◆ **TASK GOAL**: Retype each line of the listing below, from the first through the one holding "pixel 666 464.", with no other lines.

◆ **DATA**:
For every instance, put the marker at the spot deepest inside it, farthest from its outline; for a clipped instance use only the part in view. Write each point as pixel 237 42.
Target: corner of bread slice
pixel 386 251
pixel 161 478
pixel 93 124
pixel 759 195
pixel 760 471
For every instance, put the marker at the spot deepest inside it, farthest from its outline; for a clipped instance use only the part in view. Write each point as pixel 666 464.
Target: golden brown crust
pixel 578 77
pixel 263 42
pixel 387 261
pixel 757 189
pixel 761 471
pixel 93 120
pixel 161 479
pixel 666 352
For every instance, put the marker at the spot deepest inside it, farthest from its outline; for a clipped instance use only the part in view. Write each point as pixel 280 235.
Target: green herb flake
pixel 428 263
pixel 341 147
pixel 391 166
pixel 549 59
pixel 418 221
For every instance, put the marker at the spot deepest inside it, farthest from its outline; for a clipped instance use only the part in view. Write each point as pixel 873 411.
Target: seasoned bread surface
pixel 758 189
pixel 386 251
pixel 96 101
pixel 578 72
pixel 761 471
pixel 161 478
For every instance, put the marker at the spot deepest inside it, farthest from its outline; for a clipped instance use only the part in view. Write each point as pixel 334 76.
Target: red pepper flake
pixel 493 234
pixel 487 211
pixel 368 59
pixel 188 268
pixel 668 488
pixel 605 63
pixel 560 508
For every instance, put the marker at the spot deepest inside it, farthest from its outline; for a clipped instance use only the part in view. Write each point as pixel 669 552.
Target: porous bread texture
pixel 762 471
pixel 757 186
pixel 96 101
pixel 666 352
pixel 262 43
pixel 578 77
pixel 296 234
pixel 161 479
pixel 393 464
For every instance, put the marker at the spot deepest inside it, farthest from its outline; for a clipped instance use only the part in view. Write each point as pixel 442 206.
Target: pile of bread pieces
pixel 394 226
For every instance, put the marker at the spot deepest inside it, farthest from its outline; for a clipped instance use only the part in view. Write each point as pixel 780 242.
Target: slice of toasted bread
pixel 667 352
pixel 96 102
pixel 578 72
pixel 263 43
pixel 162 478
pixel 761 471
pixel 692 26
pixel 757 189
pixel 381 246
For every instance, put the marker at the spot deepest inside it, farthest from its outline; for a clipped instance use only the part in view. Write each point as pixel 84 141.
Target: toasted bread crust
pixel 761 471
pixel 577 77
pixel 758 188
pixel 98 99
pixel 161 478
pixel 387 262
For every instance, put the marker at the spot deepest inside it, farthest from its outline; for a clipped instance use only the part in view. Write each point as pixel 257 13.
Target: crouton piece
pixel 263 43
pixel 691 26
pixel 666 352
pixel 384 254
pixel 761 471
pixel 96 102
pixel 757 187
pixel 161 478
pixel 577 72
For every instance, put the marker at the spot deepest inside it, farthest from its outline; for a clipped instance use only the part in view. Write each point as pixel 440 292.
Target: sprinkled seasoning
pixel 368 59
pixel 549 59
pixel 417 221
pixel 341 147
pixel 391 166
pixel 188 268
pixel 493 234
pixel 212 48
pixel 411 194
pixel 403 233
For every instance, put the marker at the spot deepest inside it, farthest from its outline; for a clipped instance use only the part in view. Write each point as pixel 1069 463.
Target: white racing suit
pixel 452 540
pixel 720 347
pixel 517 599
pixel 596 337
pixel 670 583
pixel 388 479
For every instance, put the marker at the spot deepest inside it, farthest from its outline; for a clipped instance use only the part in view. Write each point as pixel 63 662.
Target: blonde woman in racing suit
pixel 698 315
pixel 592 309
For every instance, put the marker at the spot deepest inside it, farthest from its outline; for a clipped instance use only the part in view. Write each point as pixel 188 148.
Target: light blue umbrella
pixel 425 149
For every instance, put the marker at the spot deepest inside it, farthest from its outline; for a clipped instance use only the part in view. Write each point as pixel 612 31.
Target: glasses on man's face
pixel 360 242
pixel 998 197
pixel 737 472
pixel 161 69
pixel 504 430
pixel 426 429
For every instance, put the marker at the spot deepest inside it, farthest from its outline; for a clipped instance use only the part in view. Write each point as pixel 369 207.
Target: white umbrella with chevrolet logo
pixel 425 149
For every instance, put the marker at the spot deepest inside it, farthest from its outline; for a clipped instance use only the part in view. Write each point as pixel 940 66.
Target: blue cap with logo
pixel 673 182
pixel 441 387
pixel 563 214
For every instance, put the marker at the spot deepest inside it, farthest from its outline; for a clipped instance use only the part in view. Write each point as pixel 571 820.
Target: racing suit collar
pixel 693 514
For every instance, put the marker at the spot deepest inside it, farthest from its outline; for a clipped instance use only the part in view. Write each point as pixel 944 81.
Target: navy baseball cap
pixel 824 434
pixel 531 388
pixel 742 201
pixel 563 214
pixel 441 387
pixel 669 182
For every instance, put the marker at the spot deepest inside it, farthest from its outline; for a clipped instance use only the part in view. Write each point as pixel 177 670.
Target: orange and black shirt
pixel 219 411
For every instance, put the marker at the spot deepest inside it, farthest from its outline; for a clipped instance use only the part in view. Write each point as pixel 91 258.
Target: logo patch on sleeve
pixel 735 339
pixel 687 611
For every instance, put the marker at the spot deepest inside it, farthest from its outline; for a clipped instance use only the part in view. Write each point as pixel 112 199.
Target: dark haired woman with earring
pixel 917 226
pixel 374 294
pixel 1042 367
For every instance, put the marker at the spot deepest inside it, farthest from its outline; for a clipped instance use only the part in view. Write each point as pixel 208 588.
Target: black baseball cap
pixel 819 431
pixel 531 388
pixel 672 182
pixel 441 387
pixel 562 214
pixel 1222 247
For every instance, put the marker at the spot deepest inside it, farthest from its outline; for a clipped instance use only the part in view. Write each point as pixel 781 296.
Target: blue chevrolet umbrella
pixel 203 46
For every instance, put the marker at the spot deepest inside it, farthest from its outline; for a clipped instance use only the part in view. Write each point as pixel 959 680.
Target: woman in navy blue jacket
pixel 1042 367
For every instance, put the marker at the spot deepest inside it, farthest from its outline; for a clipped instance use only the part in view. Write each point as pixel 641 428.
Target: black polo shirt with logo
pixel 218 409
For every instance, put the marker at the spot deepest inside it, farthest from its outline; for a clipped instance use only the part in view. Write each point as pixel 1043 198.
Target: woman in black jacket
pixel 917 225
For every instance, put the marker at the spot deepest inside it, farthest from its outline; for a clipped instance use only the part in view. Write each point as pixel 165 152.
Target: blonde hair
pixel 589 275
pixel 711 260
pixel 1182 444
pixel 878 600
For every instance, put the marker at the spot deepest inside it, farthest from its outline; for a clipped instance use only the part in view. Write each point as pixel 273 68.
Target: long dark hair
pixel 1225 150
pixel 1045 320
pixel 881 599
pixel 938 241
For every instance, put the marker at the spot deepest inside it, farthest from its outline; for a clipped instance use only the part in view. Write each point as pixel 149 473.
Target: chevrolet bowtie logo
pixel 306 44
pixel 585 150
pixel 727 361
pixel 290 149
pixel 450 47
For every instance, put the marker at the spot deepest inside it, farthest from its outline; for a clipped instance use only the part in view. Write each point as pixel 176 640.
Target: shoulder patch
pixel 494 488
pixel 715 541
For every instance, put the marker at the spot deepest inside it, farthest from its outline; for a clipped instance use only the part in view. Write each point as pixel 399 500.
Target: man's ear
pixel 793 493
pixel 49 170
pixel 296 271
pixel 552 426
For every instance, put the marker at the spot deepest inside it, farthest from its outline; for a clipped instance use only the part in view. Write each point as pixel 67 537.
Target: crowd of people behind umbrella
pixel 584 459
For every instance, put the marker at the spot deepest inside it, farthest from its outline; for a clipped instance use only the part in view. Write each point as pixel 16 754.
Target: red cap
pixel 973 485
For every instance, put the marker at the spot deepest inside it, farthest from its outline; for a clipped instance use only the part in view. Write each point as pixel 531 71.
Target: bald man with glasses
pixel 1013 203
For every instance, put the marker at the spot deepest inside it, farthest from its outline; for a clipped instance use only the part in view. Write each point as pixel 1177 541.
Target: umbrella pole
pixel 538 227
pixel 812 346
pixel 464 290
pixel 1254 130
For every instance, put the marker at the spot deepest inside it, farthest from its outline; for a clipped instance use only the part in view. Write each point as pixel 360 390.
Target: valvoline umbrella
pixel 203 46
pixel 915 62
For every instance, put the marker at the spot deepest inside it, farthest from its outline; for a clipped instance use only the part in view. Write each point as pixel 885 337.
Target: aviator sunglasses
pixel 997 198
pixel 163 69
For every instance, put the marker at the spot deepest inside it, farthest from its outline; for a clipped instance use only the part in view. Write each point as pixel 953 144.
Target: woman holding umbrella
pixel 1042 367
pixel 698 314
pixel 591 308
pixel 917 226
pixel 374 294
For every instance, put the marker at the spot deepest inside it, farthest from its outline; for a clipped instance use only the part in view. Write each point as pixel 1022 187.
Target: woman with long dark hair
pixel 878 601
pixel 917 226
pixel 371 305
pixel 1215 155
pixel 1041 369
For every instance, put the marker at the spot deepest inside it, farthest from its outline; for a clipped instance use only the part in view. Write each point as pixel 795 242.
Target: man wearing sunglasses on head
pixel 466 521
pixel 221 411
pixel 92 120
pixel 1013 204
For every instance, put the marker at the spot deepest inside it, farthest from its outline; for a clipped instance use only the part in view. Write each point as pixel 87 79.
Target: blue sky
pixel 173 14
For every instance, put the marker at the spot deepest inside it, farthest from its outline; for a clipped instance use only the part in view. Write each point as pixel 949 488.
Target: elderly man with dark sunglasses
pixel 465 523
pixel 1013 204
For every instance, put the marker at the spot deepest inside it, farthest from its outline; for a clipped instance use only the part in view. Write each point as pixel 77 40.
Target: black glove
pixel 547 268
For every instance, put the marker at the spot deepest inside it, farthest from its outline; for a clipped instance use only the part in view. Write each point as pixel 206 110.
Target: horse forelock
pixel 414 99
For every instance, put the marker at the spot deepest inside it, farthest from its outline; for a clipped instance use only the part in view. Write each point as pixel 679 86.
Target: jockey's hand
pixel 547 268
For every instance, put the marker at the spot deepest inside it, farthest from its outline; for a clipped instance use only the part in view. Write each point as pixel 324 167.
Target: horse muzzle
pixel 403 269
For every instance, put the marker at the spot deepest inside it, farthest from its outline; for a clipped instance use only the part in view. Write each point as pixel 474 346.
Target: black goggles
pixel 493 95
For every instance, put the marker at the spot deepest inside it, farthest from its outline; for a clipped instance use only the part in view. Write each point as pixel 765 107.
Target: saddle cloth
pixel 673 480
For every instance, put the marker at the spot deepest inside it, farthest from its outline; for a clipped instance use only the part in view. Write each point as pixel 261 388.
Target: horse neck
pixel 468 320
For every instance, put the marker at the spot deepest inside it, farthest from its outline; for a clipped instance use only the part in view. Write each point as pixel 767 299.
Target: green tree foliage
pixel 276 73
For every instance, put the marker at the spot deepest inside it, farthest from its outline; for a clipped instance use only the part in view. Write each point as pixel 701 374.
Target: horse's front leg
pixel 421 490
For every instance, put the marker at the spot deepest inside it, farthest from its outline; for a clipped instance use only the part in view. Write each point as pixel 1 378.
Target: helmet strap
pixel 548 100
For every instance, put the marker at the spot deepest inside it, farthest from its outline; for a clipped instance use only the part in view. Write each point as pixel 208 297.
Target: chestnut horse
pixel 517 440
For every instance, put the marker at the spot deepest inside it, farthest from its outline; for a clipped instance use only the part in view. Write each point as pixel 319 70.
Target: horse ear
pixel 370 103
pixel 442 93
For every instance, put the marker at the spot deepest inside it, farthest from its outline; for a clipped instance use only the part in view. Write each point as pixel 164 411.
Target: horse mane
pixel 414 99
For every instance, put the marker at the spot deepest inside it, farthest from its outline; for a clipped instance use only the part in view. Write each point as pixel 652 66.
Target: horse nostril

◆ **RESPONSE**:
For every instance, put the marker at the spot deepest inside it, farthest from its outline; for a clipped instance use only the part in view. Write each point as pixel 237 42.
Target: corner of bread slice
pixel 386 251
pixel 161 478
pixel 93 124
pixel 759 195
pixel 760 471
For every instance, put the marker at the spot deepest inside it, farthest from its outline; for a clipped instance use only the part in view. Write each point as pixel 666 464.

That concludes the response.